→ Problem statement
Lay out every line of the entries below as a JSON list of strings, one string per line, with blank lines omitted.
#### Exercise data
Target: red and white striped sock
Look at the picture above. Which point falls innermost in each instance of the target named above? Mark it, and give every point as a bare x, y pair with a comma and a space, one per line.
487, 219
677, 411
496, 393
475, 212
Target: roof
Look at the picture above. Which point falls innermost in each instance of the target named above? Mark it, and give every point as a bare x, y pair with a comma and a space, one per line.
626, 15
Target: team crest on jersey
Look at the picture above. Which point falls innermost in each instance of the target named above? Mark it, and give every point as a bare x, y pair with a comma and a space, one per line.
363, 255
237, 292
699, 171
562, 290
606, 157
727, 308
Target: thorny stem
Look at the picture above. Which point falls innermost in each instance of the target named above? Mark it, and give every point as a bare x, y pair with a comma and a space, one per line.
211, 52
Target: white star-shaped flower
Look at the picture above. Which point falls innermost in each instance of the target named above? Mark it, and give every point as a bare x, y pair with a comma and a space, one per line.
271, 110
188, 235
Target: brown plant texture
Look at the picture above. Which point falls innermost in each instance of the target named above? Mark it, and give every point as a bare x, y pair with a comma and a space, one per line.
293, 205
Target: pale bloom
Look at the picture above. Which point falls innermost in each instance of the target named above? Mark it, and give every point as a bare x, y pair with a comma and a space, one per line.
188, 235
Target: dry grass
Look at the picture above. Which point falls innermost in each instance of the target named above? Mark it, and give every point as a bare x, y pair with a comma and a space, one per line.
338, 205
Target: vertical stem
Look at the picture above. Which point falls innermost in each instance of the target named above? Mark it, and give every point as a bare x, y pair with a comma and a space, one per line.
########
→ Solution to this task
[
  "Target: red and white striped sock",
  "Look at the picture above. Which point falls innermost in each instance of the target named above? Mark it, and give every point as a bare x, y pair with a comma and a space, one per line.",
  "487, 219",
  "677, 411",
  "496, 393",
  "475, 212",
  "Target: roof",
  "Look at the picture above. Which point falls innermost in each instance of the target named above? Mark it, and give every point as a bare x, y pair with a comma and a space, one per line.",
  "626, 15",
  "Target: team crest on jersey",
  "Look at the picture above. Which point falls innermost in each instance of the target named above? Mark it, and give every point as a bare x, y pair with a comma and a space, one per line.",
  "363, 255",
  "237, 292",
  "699, 171",
  "562, 290",
  "606, 157",
  "727, 308",
  "Target: thorny stem",
  "Look at the picture above. Which point falls innermost in each instance of the target named above? Mark it, and give every point as a bare x, y pair with a comma and a space, one per line.",
  "211, 52",
  "Target: white star-shaped flower",
  "Look at the picture above. Which point falls innermost in each instance of the target named above? Mark it, and give every point as a bare x, y pair with a comma and a space, one per line.",
  "271, 110",
  "188, 235",
  "Target: brown plant texture",
  "Look at the picture above. Which point falls innermost in each instance of the target named above? Mark it, and give every point as a bare x, y pair with a comma and a space, one per line.",
  "293, 205",
  "Target: pale bloom",
  "Look at the picture above. Which point falls innermost in each instance of the target named above? Mark it, and give every point as a bare x, y pair with a comma and a space, one per line.",
  "188, 235",
  "Target: dry grass",
  "Look at the picture above. Which point falls innermost in each instance of the target named above? Mark it, and give every point as a bare x, y pair with a comma and a space, one per line.",
  "338, 205",
  "Target: vertical stem",
  "Look at the picture above. Which point falls innermost in each instance of the target named above? Mark it, and give every point as a bare x, y pair with a comma and a space, one per line."
]